**Description of the task:** Convert the material, from its first line down to and including the line containing "(1059, 441)", into a Markdown table with the columns Row and Material line. Number each row and omit blank lines.

**Recorded information:**

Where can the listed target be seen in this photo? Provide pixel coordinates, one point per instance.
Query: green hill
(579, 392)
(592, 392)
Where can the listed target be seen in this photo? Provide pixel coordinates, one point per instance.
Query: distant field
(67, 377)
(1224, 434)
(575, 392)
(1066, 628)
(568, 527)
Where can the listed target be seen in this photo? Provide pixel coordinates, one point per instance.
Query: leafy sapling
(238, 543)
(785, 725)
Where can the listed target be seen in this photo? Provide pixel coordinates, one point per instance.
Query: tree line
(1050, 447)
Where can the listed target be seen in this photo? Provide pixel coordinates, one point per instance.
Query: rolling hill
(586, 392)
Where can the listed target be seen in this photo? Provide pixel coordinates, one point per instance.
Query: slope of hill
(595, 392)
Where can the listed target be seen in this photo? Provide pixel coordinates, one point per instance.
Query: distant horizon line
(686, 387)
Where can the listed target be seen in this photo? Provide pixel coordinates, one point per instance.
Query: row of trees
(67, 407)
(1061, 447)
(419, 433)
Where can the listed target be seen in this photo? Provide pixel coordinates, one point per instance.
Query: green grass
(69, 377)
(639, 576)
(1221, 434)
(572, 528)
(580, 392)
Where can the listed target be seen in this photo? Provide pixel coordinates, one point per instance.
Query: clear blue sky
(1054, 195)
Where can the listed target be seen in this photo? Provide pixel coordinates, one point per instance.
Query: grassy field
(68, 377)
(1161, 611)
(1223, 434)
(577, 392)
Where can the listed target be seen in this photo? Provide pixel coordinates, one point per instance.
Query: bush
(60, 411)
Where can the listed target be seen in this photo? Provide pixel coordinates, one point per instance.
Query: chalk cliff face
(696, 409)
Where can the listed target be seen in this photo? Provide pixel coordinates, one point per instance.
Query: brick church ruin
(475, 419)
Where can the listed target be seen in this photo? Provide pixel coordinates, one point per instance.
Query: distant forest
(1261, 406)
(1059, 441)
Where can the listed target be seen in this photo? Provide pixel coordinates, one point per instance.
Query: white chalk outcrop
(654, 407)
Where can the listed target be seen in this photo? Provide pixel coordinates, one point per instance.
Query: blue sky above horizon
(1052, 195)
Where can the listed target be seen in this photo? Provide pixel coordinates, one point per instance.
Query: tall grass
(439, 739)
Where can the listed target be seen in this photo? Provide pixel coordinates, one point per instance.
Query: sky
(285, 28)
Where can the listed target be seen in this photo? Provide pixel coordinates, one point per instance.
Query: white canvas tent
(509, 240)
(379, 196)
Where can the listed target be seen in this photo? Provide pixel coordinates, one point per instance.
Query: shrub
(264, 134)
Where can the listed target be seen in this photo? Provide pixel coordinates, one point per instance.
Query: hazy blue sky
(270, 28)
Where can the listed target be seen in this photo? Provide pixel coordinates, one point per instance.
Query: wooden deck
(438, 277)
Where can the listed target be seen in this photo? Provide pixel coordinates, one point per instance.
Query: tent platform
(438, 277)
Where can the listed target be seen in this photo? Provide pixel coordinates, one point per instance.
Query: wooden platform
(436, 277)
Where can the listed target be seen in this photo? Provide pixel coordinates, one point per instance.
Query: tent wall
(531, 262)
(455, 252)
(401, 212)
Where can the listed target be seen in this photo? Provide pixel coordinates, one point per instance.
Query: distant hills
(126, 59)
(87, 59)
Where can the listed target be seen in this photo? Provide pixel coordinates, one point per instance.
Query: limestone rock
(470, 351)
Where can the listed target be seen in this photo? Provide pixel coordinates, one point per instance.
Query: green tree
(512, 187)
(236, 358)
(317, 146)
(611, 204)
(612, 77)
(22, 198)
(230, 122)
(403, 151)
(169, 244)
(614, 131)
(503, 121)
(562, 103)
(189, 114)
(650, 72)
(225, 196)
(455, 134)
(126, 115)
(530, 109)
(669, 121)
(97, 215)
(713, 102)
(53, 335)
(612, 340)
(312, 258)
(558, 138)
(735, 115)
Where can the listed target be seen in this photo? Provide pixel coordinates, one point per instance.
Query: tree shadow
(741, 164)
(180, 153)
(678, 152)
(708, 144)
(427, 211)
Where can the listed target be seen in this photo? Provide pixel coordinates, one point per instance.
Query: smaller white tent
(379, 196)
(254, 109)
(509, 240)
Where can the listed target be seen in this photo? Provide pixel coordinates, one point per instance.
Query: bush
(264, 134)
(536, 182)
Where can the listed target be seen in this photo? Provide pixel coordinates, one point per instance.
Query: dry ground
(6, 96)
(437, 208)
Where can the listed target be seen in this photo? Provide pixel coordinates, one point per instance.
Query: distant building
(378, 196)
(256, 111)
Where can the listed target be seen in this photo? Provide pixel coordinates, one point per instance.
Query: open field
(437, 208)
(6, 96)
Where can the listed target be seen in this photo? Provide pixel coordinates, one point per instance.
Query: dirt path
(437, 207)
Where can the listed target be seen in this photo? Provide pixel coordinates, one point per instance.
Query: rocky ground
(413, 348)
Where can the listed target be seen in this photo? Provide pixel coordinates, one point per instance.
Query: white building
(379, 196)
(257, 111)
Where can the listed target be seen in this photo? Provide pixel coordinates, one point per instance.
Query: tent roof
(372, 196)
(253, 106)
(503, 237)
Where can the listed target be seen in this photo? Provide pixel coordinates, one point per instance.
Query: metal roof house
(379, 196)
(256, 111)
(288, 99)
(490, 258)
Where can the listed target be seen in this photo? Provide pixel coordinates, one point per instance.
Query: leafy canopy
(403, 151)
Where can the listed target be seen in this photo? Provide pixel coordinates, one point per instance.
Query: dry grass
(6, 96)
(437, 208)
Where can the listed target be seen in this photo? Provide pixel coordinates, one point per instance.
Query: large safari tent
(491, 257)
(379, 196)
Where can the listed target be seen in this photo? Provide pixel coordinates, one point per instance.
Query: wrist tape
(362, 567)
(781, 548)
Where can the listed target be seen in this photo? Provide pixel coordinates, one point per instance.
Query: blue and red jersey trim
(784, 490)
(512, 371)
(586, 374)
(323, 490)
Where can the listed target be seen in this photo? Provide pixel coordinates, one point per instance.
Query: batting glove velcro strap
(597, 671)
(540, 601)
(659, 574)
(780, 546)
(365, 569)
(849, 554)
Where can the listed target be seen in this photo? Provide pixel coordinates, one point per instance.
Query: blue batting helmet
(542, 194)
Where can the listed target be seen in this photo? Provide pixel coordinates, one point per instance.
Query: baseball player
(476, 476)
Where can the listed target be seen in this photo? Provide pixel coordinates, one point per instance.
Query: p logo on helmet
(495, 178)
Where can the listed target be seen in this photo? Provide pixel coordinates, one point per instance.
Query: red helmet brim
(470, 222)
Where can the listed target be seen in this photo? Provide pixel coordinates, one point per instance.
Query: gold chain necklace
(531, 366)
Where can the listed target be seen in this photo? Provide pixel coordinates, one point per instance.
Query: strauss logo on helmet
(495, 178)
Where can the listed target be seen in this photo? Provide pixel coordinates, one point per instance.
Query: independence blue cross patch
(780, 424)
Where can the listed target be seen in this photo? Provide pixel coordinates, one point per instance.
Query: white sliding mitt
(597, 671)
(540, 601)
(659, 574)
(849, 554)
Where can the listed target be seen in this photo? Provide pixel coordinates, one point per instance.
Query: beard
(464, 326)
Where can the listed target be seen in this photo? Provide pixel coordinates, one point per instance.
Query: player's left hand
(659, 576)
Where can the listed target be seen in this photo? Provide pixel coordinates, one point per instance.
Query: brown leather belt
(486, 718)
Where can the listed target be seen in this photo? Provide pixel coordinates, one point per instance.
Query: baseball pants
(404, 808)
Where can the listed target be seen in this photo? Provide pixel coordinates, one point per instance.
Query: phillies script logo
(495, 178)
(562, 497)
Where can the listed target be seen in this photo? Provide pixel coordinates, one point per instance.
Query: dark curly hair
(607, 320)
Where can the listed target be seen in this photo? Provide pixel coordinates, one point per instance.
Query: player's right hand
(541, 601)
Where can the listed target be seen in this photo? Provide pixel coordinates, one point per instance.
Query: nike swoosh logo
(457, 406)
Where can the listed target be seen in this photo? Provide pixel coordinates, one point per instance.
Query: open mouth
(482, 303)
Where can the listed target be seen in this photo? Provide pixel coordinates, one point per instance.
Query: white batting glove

**Response to the exercise:**
| Row | Material line |
|---|---|
| 1 | Where can the listed target be seen in this photo? Provide pixel coordinates, one point per instance. |
| 2 | Query: green hill |
| 3 | (579, 392) |
| 4 | (592, 392) |
| 5 | Where can the listed target be seen in this photo? Provide pixel coordinates, one point per instance. |
| 6 | Query: distant field |
| 7 | (67, 377) |
| 8 | (1224, 434) |
| 9 | (575, 392) |
| 10 | (1066, 628) |
| 11 | (568, 527) |
| 12 | Where can the listed target be seen in this photo? Provide pixel coordinates, one point per instance. |
| 13 | Query: leafy sapling |
| 14 | (238, 543) |
| 15 | (785, 725) |
| 16 | Where can the listed target be seen in this photo? Provide pixel coordinates, one point per instance. |
| 17 | Query: tree line |
| 18 | (1050, 447) |
| 19 | Where can the listed target be seen in this photo? Provide pixel coordinates, one point per instance. |
| 20 | Query: rolling hill |
| 21 | (586, 392) |
| 22 | Where can the listed target be seen in this photo? Provide pixel coordinates, one point per instance. |
| 23 | Query: slope of hill |
| 24 | (595, 392) |
| 25 | Where can the listed target be seen in this photo? Provide pixel coordinates, one point per instance. |
| 26 | Query: distant horizon line |
| 27 | (686, 387) |
| 28 | Where can the listed target be seen in this photo? Provide pixel coordinates, one point per instance. |
| 29 | Query: row of trees |
| 30 | (67, 407) |
| 31 | (1061, 447) |
| 32 | (419, 433) |
| 33 | Where can the listed target be seen in this photo? Provide pixel coordinates, one point per instance. |
| 34 | Query: green grass |
| 35 | (69, 377) |
| 36 | (639, 576) |
| 37 | (1221, 434) |
| 38 | (572, 528) |
| 39 | (580, 392) |
| 40 | Where can the listed target be seen in this photo? Provide pixel coordinates, one point per instance. |
| 41 | Query: clear blue sky |
| 42 | (1054, 195) |
| 43 | Where can the listed target be seen in this photo? Provide pixel coordinates, one point per instance. |
| 44 | Query: grassy field |
| 45 | (68, 377) |
| 46 | (1161, 611) |
| 47 | (1223, 434) |
| 48 | (577, 392) |
| 49 | Where can the listed target be seen in this photo? Provide pixel coordinates, one point per instance. |
| 50 | Query: bush |
| 51 | (60, 411) |
| 52 | Where can the listed target be seen in this photo? Provide pixel coordinates, one point per instance. |
| 53 | Query: chalk cliff face |
| 54 | (696, 409) |
| 55 | Where can the listed target be seen in this photo? Provide pixel coordinates, one point per instance. |
| 56 | Query: brick church ruin |
| 57 | (475, 419) |
| 58 | Where can the listed target be seen in this photo? Provide pixel coordinates, one point per instance. |
| 59 | Query: distant forest |
| 60 | (1261, 406) |
| 61 | (1059, 441) |